• _GOALS_:
• a. From the revision history of the NewsML requirements document, list every IPTC draft together with its date.
• b. Reproduce the stretch of the NewsML requirements document from "not be unduly" through "representation of text.", switching "lightweight" to "compact".
• c. According to the NewsML requirements document, which meeting prompted the update that produced the 5th IPTC Draft?

• _EXCERPT_:
[Cache from http://www.iptc.org/xn-2.htm; please use this canonical URL/source if possible.]


NewsML Requirements

NSM0002 (XN-2)

5th IPTC Draft

16 March 2000

Jo Rabin

 

Copyright © 1999, 2000 Reuters Limited, IPTC
All Rights Reserved

Revision History

5th IPTC Draft

2000-03-16

Updated following Washington meeting 2000-01-28

4th IPTC Draft

1999-12-21

For Public Comment, edited by D M Allen and Jo Rabin

3rd IPTC Draft

1999-12-10

Updated following IPTC Standards Committee meeting at Heathrow 1999-11-22

2nd IPTC Draft

1999-10-01

Presented to IPTC meeting at Amsterdam 1999-10-06

Location

The latest version of this document in HTML format can be obtained from http://www.iptc.org/xn-2.htm.

Purpose

NewsML is a media independent structural framework for representation of news.

Headline Requirements

NewsML will

100

support the representation of electronic news entities i.e. news-items, parts of news-items, collections of news-items, relationships between news-items and metadata associated with news-items;

200

be usable throughout the news lifecycle;

300

allow news-items to consist of arbitrary mixtures of media types, languages and encodings;

400

be usable either as a replacement for or allow the transport of all existing news formats and encodings;

500

support a number of different constructions of the same data;

600

support the management and development of news-items over time;

700

be simply extensible and flexible;

800

allow for authentication and signature of metadata and news-item content;

900

not be unduly verbose;

1000

use XML and other appropriate standards and recommendations;

1100

provide a lightweight facility for the representation of text.

 

 

Definitions

News-item

A unit of news as defined by the editorial or product construction practice of a supplier.

Part

A component of a news-item or of another part, which may consist of another news-item, a piece of text, a picture, another part, etc. which bears a specific named relationship to its container. Parts may contain alternatives, which fulfil that named role, or complements which bear subsidiary named relationships to the container.

 

Development and Explanation of Requirements

100

support the representation of electronic news entities i.e. news-items, parts of news-items, collections of news-items, relationships between news-items and metadata associated with news-items

110

Structure: News-items have structure, i.e. are a composite of component parts of arbitrary media types with named relationships to each other.

115

Links: News-items may have named relationships to other news-items.

116

Named Entity Identification: The presence of and the location of named entities (i.e. people, places, products etc) within news-items must be supported in a media independent manner.

• _PROVIDED INFORMATION_:
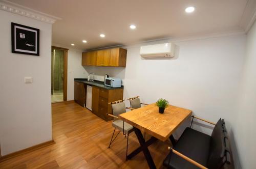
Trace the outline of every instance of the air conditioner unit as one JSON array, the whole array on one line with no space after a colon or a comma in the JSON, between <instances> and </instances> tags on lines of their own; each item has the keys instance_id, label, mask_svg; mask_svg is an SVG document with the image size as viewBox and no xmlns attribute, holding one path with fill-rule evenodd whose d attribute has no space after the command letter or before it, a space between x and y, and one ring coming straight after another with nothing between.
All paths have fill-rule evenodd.
<instances>
[{"instance_id":1,"label":"air conditioner unit","mask_svg":"<svg viewBox=\"0 0 256 169\"><path fill-rule=\"evenodd\" d=\"M140 47L140 54L144 58L172 58L174 57L175 44L165 43Z\"/></svg>"}]
</instances>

• _RESULTS OF THE TASKS_:
• a.
5th IPTC Draft: 2000-03-16
4th IPTC Draft: 1999-12-21
3rd IPTC Draft: 1999-12-10
2nd IPTC Draft: 1999-10-01

• b.
not be unduly verbose;

1000

use XML and other appropriate standards and recommendations;

1100

provide a compact facility for the representation of text.

• c. The Washington meeting held on 2000-01-28.